[What you need to do]:
Beginning with the line that contains "Would you mind pointing out the woman with fair", print each line to the end of the data exactly. Omit the pictures.

::::::::::

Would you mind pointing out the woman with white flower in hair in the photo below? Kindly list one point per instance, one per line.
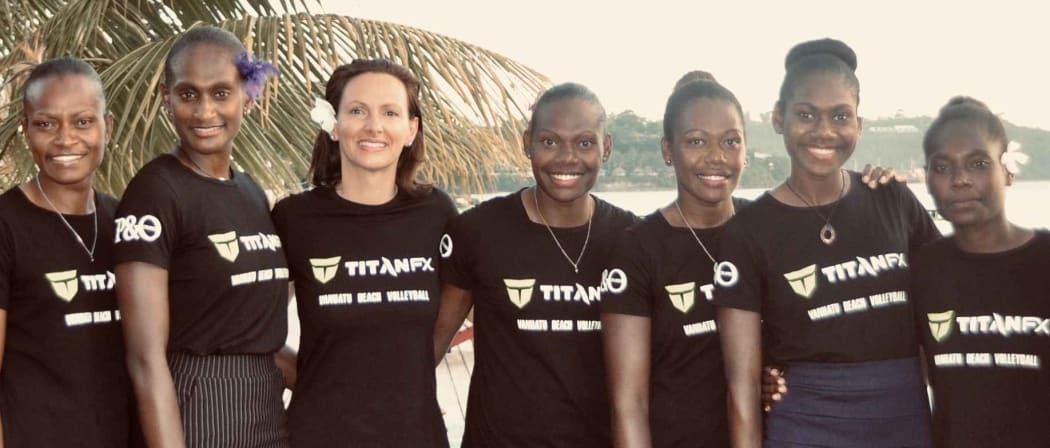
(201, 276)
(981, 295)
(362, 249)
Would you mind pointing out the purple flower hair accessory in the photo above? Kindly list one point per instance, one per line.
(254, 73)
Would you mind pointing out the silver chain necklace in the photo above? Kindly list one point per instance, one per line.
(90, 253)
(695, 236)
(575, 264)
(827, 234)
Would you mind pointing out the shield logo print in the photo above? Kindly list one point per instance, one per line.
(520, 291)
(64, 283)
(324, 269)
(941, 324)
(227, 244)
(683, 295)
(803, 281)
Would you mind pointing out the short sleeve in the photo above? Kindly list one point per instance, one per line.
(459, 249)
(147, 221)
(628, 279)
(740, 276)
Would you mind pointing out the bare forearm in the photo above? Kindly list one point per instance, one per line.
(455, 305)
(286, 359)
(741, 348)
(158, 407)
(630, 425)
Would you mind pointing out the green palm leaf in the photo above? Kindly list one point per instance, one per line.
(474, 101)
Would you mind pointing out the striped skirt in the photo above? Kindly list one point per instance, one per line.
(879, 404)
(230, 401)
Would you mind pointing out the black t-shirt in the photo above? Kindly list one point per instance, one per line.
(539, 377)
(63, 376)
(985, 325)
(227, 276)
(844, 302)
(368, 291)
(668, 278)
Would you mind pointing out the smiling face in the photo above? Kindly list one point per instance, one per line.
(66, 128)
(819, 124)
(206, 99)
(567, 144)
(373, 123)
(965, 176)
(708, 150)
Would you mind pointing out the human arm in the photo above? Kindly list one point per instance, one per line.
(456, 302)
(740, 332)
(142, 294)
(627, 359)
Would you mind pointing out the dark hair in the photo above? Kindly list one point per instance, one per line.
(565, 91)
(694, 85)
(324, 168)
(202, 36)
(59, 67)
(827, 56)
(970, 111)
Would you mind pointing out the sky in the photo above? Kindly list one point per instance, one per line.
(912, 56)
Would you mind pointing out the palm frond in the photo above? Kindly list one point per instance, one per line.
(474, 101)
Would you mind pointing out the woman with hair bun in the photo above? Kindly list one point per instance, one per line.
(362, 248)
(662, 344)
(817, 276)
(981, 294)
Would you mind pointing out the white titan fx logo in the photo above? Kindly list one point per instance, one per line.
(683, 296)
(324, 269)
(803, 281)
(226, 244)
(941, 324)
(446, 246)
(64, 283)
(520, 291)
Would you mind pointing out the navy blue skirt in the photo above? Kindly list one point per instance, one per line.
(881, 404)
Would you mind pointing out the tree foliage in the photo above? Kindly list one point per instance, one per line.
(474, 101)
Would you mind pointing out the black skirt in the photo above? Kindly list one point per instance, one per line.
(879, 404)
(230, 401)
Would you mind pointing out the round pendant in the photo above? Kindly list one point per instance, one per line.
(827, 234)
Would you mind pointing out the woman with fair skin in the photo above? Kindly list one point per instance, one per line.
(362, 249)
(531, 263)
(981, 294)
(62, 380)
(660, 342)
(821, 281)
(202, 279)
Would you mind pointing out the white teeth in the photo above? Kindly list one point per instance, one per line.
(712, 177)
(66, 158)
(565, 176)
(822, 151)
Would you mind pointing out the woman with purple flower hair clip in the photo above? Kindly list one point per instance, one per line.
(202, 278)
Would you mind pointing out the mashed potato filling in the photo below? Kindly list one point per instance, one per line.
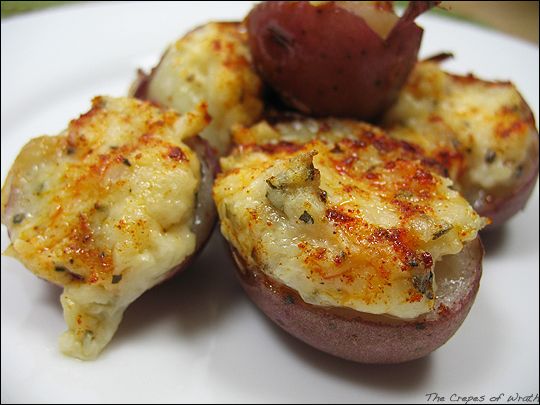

::::::::::

[Exercise result]:
Would you mind pointing out the woman with fair skin in the photo above? Kindly list one point per instance, one per line.
(362, 249)
(531, 263)
(981, 294)
(62, 380)
(660, 342)
(821, 281)
(202, 279)
Would you mind pointing out the white teeth in the photo above? Kindly list one point per instance, one per line.
(712, 177)
(66, 158)
(565, 176)
(822, 151)
Would you mind pointing out the woman with purple flower hair clip in the photo above? Kindly list one point per instance, one per line.
(202, 278)
Would you mind pointing out the mashed potato filling in the photo below? Kindly list one point per instance, one per line.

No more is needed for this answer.